▶ Text segment
· · · · · · ·

By the way: a form of intelligent design allowing plants to kill people in an almost unescapable way? Is it really consistent with a benevolent G... err, Designer?

By Christophe Thill (not verified) on 16 Jun 2008 #permalink

A little further on, responding to a statement about randomness and quantum mechanics, Shyamalan says "At the end of the day, things can't be random."

Monte Carlo has been making a fortune off men like Shyamalan.

I wanna see people run over by large lawn mowers and fall from buildings!

I guess when it comes down to it, I don't honestly expect sound science from blockbuster movies. No matter how many technical experts are brought in to consult, a lot of stuff is probably not going to make it into the movie, which is going to result in a hodge-podge. Am I not expecting enough from my movies? Should I demand my money back for years of being entertained without sound science? Oh noes! YMMV.

I don't quite understand the scientific explanation of the placebo effect. What is the core of that? The fact that the placebo effect exists is a fact, but what is it? We have no idea.

It befits a man of Shyamalan's mighty ego that he can change from "I don't understand..." to "Nobody understands..." in just four short sentences. After all, if Superbrain Shyamalan can't get his head round it, what hope do the poor schmoes who are merely studying it have?

By Der Bruno Stroszek (not verified) on 16 Jun 2008 #permalink

I'm for recognizing the non-overlapping magisterium of science and entertainment. Entertainment can do its thing without having to conform too closely to science. Science does its work unmolested by idiot actors and directors. Sham-alot violates that separation when he babbles about things he knows next to nothing about. (I haven't seen the movie but my decision to go or not will be separate from vapid things the director said.)

By the way, isn't Scientific American a little at fault here for giving the man a soapbox?

Good post! I was also bemused listening to the interview on Sci Am. Almost felt like the interviewer was praying (secularly, of course) that Shyamalan didn't go off the deep end and start talking about crop circles or something like that. I agree that Sci Am has some questions to answer for broadcasting that interview.

· · · · · · ·

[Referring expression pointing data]
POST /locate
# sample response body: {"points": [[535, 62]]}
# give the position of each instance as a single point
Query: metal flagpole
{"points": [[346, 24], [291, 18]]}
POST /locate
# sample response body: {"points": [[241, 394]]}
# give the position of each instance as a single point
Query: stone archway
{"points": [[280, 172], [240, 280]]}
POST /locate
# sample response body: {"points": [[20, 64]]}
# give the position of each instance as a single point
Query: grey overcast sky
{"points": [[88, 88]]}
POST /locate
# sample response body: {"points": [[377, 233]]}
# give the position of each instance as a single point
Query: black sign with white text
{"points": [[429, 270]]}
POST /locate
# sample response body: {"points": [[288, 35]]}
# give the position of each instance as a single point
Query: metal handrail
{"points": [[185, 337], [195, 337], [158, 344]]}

· · · · · · ·

▶ To do
1 – Rewrite the comments on Shyamalan between "I'm for recognizing" and "man a soapbox?", inclusive, replacing "soapbox" with "platform".
2 – Continue the comments on Shyamalan's remarks about science from the point where they stop.

▶ Outputs for the tasks
1 –
I'm for recognizing the non-overlapping magisterium of science and entertainment. Entertainment can do its thing without having to conform too closely to science. Science does its work unmolested by idiot actors and directors. Sham-alot violates that separation when he babbles about things he knows next to nothing about. (I haven't seen the movie but my decision to go or not will be separate from vapid things the director said.)

By the way, isn't Scientific American a little at fault here for giving the man a platform?

2 –
While I agree science and entertainment never really fit together harmoniously, as they serve different masters/purposes and have different goals, I think you all need to step back, pull that board out from you *$%! and realize you don't know everything there is to be known and science may never know everything there is. Though I am not advocating a refusal to push forward in science, but to believe the contrary, that is that science already has at its disposal all it needs to know and may not be subject to major revolutionary ideas in the future, is a failure to learn from the past. Indeed, you do the same thing you accuse others of doing - being closed minded or subject ot ones own ego and blinded by ones own worldview. No great scientific realization to date has been widely accepted when first discovered and indeed has been met with disdain and ridicule by those in power - whether that happens to have been the church, a government or the church of the "scientific community at large". The scientific fad or as they call it the general scientific consensus today becomes the unspoken-of mistakes of the past foolish generations and based upon their then accepted world views of which we have become more enlightened (though in todays more fast paced information age, many of those from the past generations who made those unspoken-of mistakes are now leading advocates for the current more enlightened general scientific consensus or "fad"). It's basic human nature of course. Something anyone who argues well we know more today and therefor there can be no more surprises to come should be reminded of. I don't necessarily agree with M. Night's perspective or his worldview and will not defend his movie, but I would argue perhaps you take him to to far an extreme, perhaps all he was saying in those few scenes was that part of the scientific process is to question and realize not all may be what we think it is. Uhm besides, just a 15 years ago or so weren't we suppose to be heading into a severe ice aget that would threaten human kind? Neuton's laws became the arbiter of all that is "science", then Einstein's laws, quantum physics, now dark matter? odd uhm... today's unlikely theories are tomorrows facts. Today's facts are tomorrows tyranical mantras. Careful, as they say, those who live in glass houses....

Charly; I think you misread this post to an extent. I am not saying that we presently have all the answers or will be able to come up with conclusive answers to every question we can think to ask. Nor am I saying that we have such a firm handle on the natural world that our ideas won't change; such a view is manifestly false. What I am saying is that M. Night seems to be putting up a barrier to scientific investigation, pointing to what he perceives as gaps without investigating them himself.

He is not proposing some "radical" scientific view but failing to understand that science can at least begin to probe questions about how our psychology influences our physiology and how random events influence the universe. That is what I object to. He is comfortable with his beliefs and waves away anything that seems to contradict them.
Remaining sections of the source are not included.